* [EXERCISE INSTRUCTIONS]: Return all of the entries word for word, but omit the pictures they contain.

[Stored data entries]
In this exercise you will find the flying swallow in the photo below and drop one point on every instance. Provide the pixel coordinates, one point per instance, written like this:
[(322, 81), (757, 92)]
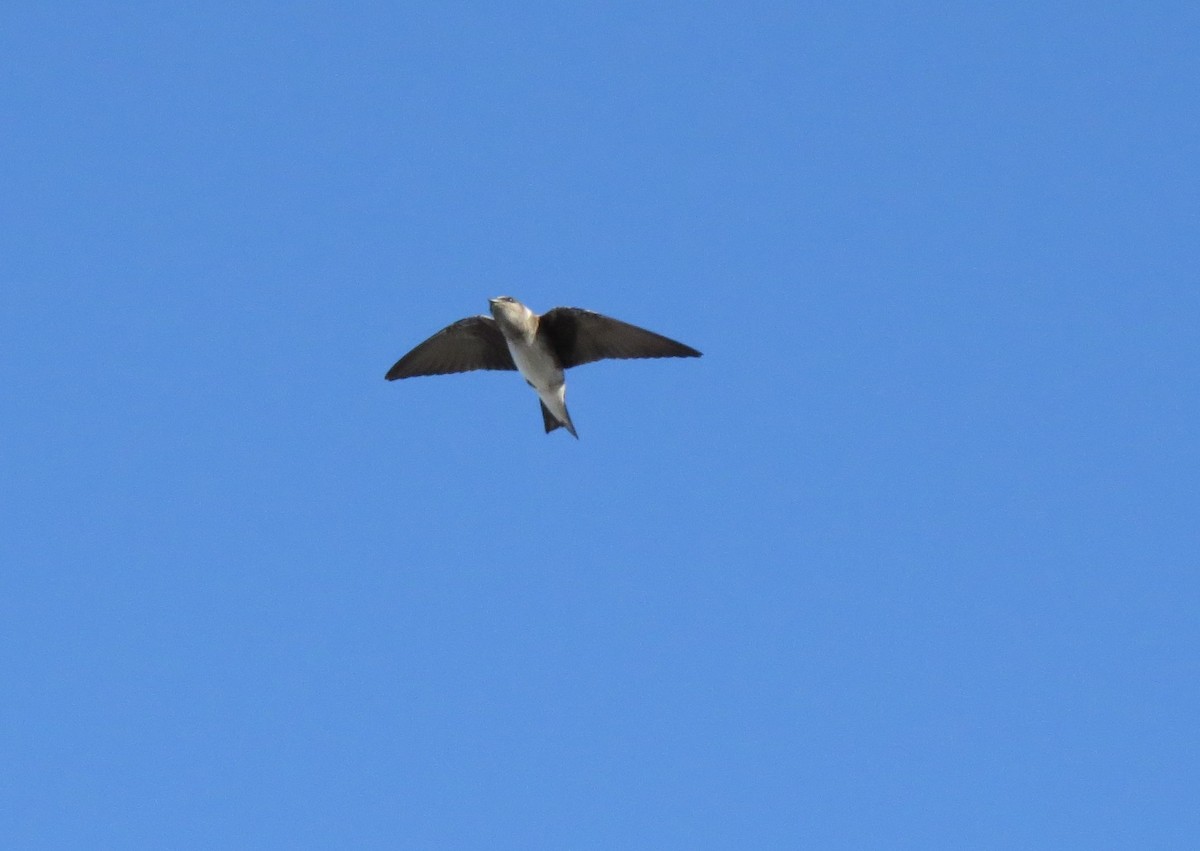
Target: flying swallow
[(539, 347)]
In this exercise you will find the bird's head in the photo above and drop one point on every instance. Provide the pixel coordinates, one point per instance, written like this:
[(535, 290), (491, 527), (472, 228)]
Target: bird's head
[(510, 312)]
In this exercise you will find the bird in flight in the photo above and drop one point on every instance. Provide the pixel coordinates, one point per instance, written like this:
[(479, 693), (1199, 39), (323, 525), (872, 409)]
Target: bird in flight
[(539, 347)]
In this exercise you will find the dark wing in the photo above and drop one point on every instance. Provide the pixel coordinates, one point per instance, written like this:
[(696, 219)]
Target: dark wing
[(580, 336), (471, 343)]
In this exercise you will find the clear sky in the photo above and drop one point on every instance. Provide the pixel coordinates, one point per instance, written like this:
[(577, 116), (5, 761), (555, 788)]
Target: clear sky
[(907, 559)]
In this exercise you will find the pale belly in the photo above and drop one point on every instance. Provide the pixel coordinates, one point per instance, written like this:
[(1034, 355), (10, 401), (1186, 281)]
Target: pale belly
[(539, 369)]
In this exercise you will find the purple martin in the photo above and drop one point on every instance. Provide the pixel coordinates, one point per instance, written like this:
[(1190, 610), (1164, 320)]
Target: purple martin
[(539, 347)]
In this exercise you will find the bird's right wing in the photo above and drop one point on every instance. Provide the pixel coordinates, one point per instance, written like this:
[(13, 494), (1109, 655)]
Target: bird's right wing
[(581, 336), (471, 343)]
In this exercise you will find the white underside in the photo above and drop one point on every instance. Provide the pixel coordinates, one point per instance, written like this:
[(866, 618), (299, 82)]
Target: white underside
[(546, 378)]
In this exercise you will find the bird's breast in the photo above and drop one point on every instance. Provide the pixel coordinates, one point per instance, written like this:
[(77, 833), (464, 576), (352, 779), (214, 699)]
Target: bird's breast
[(535, 364)]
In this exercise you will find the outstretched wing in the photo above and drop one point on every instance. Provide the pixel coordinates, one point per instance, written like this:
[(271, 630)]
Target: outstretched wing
[(580, 336), (471, 343)]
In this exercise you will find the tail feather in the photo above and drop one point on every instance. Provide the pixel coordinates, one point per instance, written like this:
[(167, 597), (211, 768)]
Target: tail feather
[(552, 423)]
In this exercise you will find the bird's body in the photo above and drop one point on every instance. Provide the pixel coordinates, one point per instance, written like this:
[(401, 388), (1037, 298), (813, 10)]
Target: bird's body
[(539, 347)]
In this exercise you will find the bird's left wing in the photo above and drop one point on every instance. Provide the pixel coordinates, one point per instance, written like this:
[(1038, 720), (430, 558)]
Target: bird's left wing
[(471, 343), (581, 336)]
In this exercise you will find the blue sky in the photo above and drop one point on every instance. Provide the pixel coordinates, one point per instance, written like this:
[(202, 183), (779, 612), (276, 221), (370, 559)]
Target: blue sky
[(907, 559)]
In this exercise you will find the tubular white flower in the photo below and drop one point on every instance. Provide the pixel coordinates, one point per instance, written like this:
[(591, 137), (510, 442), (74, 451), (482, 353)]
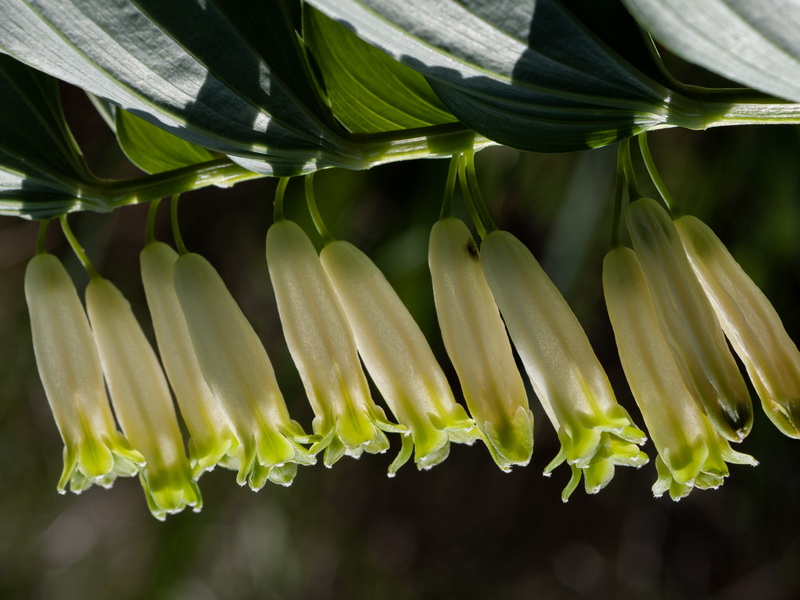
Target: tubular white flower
[(596, 433), (753, 327), (476, 341), (236, 367), (323, 349), (688, 322), (141, 399), (95, 452), (211, 440), (691, 453), (398, 358)]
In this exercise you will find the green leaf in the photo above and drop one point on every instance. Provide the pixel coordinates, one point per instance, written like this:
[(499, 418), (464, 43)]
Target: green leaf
[(42, 172), (369, 91), (525, 73), (213, 73), (752, 43), (154, 150)]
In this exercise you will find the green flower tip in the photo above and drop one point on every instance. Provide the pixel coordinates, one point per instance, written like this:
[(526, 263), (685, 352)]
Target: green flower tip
[(596, 453), (750, 322), (510, 441), (206, 452), (701, 465), (272, 454), (353, 433), (169, 490), (98, 460), (430, 436)]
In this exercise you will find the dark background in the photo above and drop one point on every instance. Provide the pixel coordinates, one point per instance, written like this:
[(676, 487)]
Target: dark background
[(463, 529)]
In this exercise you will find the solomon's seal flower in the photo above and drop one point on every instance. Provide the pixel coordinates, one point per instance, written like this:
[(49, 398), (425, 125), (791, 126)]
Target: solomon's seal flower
[(236, 367), (211, 440), (141, 398), (750, 322), (476, 341), (398, 358), (324, 351), (688, 321), (69, 366), (691, 453), (596, 433)]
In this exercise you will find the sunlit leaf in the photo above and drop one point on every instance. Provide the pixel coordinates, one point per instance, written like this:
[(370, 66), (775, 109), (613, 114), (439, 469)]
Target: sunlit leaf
[(368, 90), (752, 43), (41, 168), (154, 150), (216, 75), (526, 73)]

* [ANSWER BOX]:
In this exercise you will find the flying swallow in the photo below and drop one point on every instance. Provide the pixel coordinates, one point per instance, written like this:
[(322, 81), (757, 92)]
Target: flying swallow
[(539, 347)]
In this exercise you will find the bird's head in the photo above and drop one point on every instance. Provide the pixel coordinates, one point per instance, written like this:
[(535, 290), (491, 527), (472, 228)]
Target: bird's head
[(510, 312)]
In this exercise you will find the bird in flight in the photo above and drop one point on every instance. Provide the pixel coordinates, one point per instance, written like this:
[(479, 693), (1199, 39), (323, 525), (872, 409)]
Target: bird in flight
[(539, 347)]
In this exercise you will find the dark wing in the photo above and drop one point on every instance. Provide the pixel coordinates, one point per instance, written like this:
[(696, 219)]
Target: dark wing
[(580, 336), (471, 343)]
In this exercise you will find the clear sky in the photo above and drop one point on every instance. Provide the pixel coordinates, one point per instance, written like this:
[(577, 116), (5, 761), (555, 788)]
Target: clear sky
[(907, 559)]
In this exercise you will find the pale belly in the photo above and drop one point on every instance. Provide the pixel coordinates, one point per instance, written like this:
[(1034, 355), (10, 401), (1186, 281)]
Target: pale belly
[(539, 369)]
In this exercise you will find the purple martin in the photo above and drop one point on every instance. Provide the pixel coordinates, one point per instance, written like this:
[(1190, 610), (1164, 320)]
Target: purple martin
[(539, 347)]
In this exercise you will find the bird's right wing in the photo above and drop one point on every instance. Provide the pixel coordinates, one point per instance, written like this:
[(13, 494), (1109, 655)]
Target: bird's right wing
[(581, 336), (471, 343)]
In this exercise you will find the white underside in the photo above and drop one point on every instance. Provide the pixel coordinates, one point per instance, written like this:
[(866, 618), (299, 82)]
Target: white underside
[(546, 378)]
In this exercise you will find the bird's breast in the photo above and drop one point on every instance. Provide the pixel coordinates, one point per instance, written like this:
[(77, 833), (464, 576), (352, 779), (214, 699)]
Target: bird's breast
[(535, 364)]
In this exercise you will find the outstretched wing in the photo above and drop one point on every instance. Provide the pixel coordinates, one point per instance, written like this:
[(271, 630)]
Target: outstretched wing
[(580, 336), (471, 343)]
In this exercise you will find the tail feather in the photo above and drop one point on every instance. Provide the pixel coordinates, one point per instance, written like this:
[(167, 597), (211, 768)]
Target: tail feather
[(552, 423)]
In this exercise you will find the bird's body in the photo above and drop one point on every instance. Provide the pixel coordinates, one point per instance, written like this:
[(401, 388), (1037, 298), (813, 10)]
Target: bird's body
[(539, 347)]
In this exercise you will find the bird's left wing in the photo above and drop one point on every instance. Provide the pixel coordinates, one point per instance, written like this:
[(1038, 720), (430, 558)]
Target: bird's left wing
[(471, 343), (581, 336)]
In this exercise you will find the blue sky in the photo above and drop one point on every instance. Provide the pixel coordinates, one point per instance, written like this:
[(202, 183), (779, 612), (276, 221), (370, 559)]
Target: blue sky
[(907, 559)]
In this exercise you will find the tubular white flower in the photo below and drop one point on every instance. Provide the pixel coordinates, one point per instance, written like this:
[(591, 137), (510, 442), (74, 451), (482, 353)]
Target: tubular white flower
[(596, 433), (753, 327), (476, 341), (236, 367), (323, 349), (688, 322), (141, 399), (95, 452), (211, 440), (691, 453), (398, 358)]
In this exercise you will find the green leaf in the photo above and drop one point on every instance. Provide the pixel coordinates, one point per instance, written like this:
[(499, 418), (464, 43)]
Target: green leaf
[(42, 172), (369, 91), (525, 73), (213, 73), (752, 43), (154, 150)]
In this exercise you will find the green flower tip in the photo above and drop one point on every instance. Provide the pixel coordinates, one point per instance, written like this:
[(526, 263), (685, 352)]
Target: green flower tip
[(596, 453), (750, 322), (510, 441), (206, 452), (701, 465), (272, 454), (353, 433), (169, 490), (98, 460), (430, 436)]
In this exercise you will find the dark background in the photo above and drop one point on every instance. Provide the pixel coordinates, one point per instance, written like this:
[(676, 487)]
Target: dark background
[(463, 529)]
In this exercise you will find the solomon's seal flower in the photo above and drop one point on every instance. Provide the pixel coordinates, one point per instance, written like this:
[(49, 398), (425, 125), (791, 126)]
Target: solomon's seal flower
[(236, 367), (211, 440), (141, 398), (750, 322), (476, 341), (398, 358), (324, 351), (688, 321), (69, 366), (691, 453), (596, 433)]
In this exercise you will find the sunlit leaf in the photo above and drop one point on every instance. Provide the pixel coordinates, one point per instance, written like this:
[(370, 66), (775, 109), (613, 114), (439, 469)]
Target: sunlit leaf
[(368, 90), (752, 43), (41, 168), (154, 150), (216, 75), (526, 73)]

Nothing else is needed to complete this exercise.